• Prompt
Rewrite the rows that follow, starting at the line containing "If you could mark the roman" and running through the last of them, with "curtain" changed to "drape" and nothing else altered.

• Data to process
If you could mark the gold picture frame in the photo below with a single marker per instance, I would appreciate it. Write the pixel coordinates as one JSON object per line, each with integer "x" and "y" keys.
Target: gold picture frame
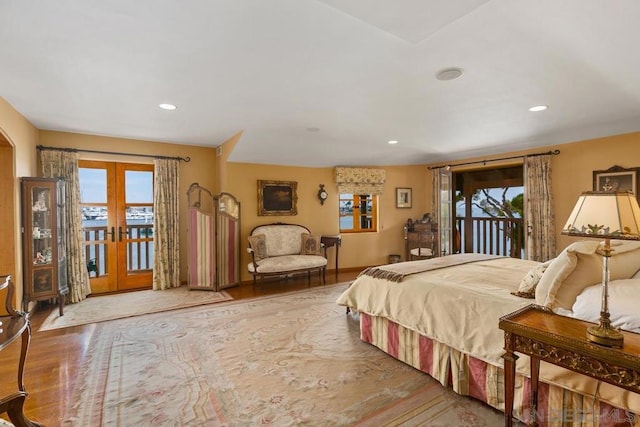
{"x": 403, "y": 198}
{"x": 617, "y": 178}
{"x": 277, "y": 198}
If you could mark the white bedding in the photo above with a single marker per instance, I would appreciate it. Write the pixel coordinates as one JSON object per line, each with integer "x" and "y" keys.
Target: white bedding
{"x": 469, "y": 299}
{"x": 460, "y": 306}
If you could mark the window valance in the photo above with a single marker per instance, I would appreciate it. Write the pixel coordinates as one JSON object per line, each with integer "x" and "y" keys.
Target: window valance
{"x": 360, "y": 180}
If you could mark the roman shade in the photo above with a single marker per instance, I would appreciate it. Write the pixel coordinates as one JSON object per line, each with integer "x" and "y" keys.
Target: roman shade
{"x": 360, "y": 180}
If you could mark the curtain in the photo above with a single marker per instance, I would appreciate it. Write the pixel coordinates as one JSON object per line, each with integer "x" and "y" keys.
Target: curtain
{"x": 166, "y": 256}
{"x": 63, "y": 164}
{"x": 442, "y": 209}
{"x": 539, "y": 210}
{"x": 360, "y": 180}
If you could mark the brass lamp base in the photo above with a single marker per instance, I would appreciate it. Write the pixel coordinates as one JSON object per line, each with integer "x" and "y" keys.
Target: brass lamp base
{"x": 604, "y": 334}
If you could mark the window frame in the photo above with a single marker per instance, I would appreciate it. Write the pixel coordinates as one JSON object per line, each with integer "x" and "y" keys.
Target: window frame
{"x": 356, "y": 214}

• Solution
If you could mark the roman shade in the photo above with a single marker per instance, I would appreciate it. Write the pixel coordinates as one JSON object per line, each with integer "x" and "y" keys.
Target: roman shade
{"x": 360, "y": 180}
If you could mark the drape in the photo above with a single marker per instance, I would appreciate it. Write the pixel coordinates as one JSON object per line, each with integer "x" and "y" keys.
Target: drape
{"x": 166, "y": 256}
{"x": 63, "y": 164}
{"x": 442, "y": 209}
{"x": 539, "y": 210}
{"x": 360, "y": 180}
If you could mark the brass lamp base in the photo above with a single marker per instance, I would appreciate it. Write the pixel coordinates as one JSON object per line, each with integer "x" and "y" keys.
Target: brass lamp base
{"x": 604, "y": 334}
If you could mark the window frame in the photo above with a single marker per instance, I would appreciate it. Write the pixel coordinates as one JSON object per line, each with integer "x" and "y" keys.
Target: window frame
{"x": 356, "y": 214}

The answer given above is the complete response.